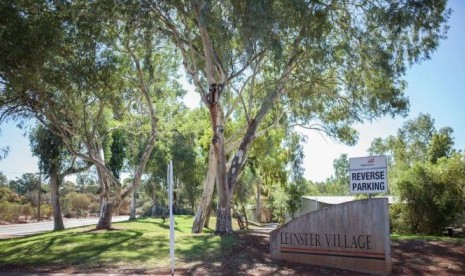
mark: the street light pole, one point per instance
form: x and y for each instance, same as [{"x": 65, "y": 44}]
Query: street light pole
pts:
[{"x": 39, "y": 197}]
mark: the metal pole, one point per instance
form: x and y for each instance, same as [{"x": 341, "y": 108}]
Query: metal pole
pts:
[
  {"x": 39, "y": 198},
  {"x": 170, "y": 191}
]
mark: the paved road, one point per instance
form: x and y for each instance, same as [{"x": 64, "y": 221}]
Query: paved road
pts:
[{"x": 14, "y": 230}]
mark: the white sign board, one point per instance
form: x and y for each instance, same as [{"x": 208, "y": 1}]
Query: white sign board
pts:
[{"x": 368, "y": 175}]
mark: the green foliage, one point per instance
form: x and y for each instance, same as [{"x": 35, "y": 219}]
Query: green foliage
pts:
[
  {"x": 432, "y": 195},
  {"x": 76, "y": 204},
  {"x": 8, "y": 195},
  {"x": 49, "y": 148},
  {"x": 338, "y": 184},
  {"x": 14, "y": 212}
]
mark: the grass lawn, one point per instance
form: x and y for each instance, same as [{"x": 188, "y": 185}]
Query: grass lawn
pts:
[
  {"x": 400, "y": 237},
  {"x": 142, "y": 244}
]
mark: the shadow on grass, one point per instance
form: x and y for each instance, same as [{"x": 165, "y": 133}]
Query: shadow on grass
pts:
[{"x": 418, "y": 257}]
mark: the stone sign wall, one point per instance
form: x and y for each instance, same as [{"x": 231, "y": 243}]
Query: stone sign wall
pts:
[{"x": 352, "y": 235}]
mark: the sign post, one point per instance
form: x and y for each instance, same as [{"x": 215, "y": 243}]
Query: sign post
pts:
[
  {"x": 368, "y": 175},
  {"x": 170, "y": 195}
]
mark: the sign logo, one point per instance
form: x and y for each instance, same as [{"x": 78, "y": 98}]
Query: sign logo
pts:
[{"x": 368, "y": 175}]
--------
* Work required
Could you write out all the items above again with every "one point per instance" replaced by "a single point for each instance" and nothing else changed, leaving the pictures out?

* Result
mark: the street light pole, a single point for each instance
form: x and y for each instance, same as [{"x": 65, "y": 44}]
Query: street light pole
pts:
[{"x": 39, "y": 197}]
mark: the metal pole, a single point for each instance
form: x and y for each instance, same as [{"x": 341, "y": 108}]
Query: metal pole
pts:
[
  {"x": 39, "y": 198},
  {"x": 170, "y": 191}
]
mark: the paved road, a single point for each instance
form: x and y for each instance, same as [{"x": 64, "y": 221}]
Query: paved road
pts:
[{"x": 14, "y": 230}]
mark: the white sign board, a single point for each instance
form: x and y for each instance, same as [{"x": 208, "y": 1}]
Query: white sign board
pts:
[{"x": 368, "y": 175}]
mark: the green foliage, a single point for each instance
form: x and y for each instance, same as [{"x": 35, "y": 219}]
Query: green foliage
pts:
[
  {"x": 432, "y": 195},
  {"x": 76, "y": 204},
  {"x": 8, "y": 195},
  {"x": 49, "y": 148},
  {"x": 338, "y": 184},
  {"x": 14, "y": 212}
]
mark: the grass lawn, a single point for each instance
form: x and y for each instance, same as [{"x": 188, "y": 185}]
Query: grass lawn
pts:
[
  {"x": 400, "y": 237},
  {"x": 142, "y": 244}
]
mark: the shadow on grass, a single point for each instance
form: x and y for each instance, same as [{"x": 165, "y": 133}]
Query: shadow on grass
pts:
[{"x": 418, "y": 257}]
mark: the stone sign wall, a single point for each instance
form: x and y for each instance, same as [{"x": 231, "y": 243}]
Query: stone sign wall
pts:
[{"x": 352, "y": 235}]
mark: the sign post, a single point for each instance
form: x and y for each instance, same as [{"x": 215, "y": 243}]
Query: sign post
pts:
[
  {"x": 368, "y": 175},
  {"x": 170, "y": 195}
]
mark: the sign logo, a single point for each instance
form: x and y for each instance, same as [{"x": 78, "y": 98}]
Query: sign logo
pts:
[{"x": 368, "y": 175}]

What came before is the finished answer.